**Entries**:
· · · ·
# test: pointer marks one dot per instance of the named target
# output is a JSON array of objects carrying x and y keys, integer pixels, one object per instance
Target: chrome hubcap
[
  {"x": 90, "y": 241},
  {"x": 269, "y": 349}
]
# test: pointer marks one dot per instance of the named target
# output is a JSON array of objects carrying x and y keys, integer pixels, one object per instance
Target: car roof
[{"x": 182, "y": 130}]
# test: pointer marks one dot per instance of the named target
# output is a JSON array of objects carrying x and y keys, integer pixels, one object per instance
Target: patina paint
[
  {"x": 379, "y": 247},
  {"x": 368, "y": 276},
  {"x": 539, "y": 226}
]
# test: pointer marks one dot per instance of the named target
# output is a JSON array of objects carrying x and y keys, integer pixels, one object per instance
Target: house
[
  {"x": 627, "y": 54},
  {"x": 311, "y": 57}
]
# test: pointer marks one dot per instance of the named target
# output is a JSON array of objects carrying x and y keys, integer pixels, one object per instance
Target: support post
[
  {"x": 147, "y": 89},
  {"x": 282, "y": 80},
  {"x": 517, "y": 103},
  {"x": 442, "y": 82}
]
· · · ·
**Task objective**: Convert every line of the records above into a JSON list of strings, one string per line, leaving out blank lines.

**The answer**:
[
  "# test: pointer marks one dot per instance of the named target",
  "# output is a JSON array of objects carrying x and y keys, integer pixels, one object per instance",
  "Target: chrome hubcap",
  "[",
  "  {\"x\": 90, \"y\": 241},",
  "  {\"x\": 269, \"y\": 349}",
  "]",
  "# test: pointer marks one dot per instance of the named target",
  "# output is a JSON array of objects carrying x and y keys, integer pixels, one object per instance",
  "Target: car roof",
  "[{\"x\": 182, \"y\": 130}]",
  "# test: pointer marks one dot per instance of the named target",
  "# output is a JSON array of objects carrying x and y keys, integer pixels, one object per instance",
  "Target: patina paint",
  "[",
  "  {\"x\": 379, \"y\": 247},",
  "  {\"x\": 368, \"y\": 276},",
  "  {\"x\": 539, \"y\": 226}",
  "]",
  "# test: pointer marks one dot per instance of the named target",
  "# output is a JSON array of objects carrying x and y keys, integer pixels, one object per instance",
  "Target: house",
  "[",
  "  {\"x\": 627, \"y\": 54},",
  "  {\"x\": 311, \"y\": 57}",
  "]",
  "# test: pointer marks one dot per instance of the named target",
  "# output is a JSON array of objects carrying x and y keys, integer pixels, one object per instance",
  "Target: support post",
  "[",
  "  {\"x\": 147, \"y\": 89},",
  "  {\"x\": 282, \"y\": 80},",
  "  {\"x\": 517, \"y\": 103},",
  "  {\"x\": 442, \"y\": 82}",
  "]"
]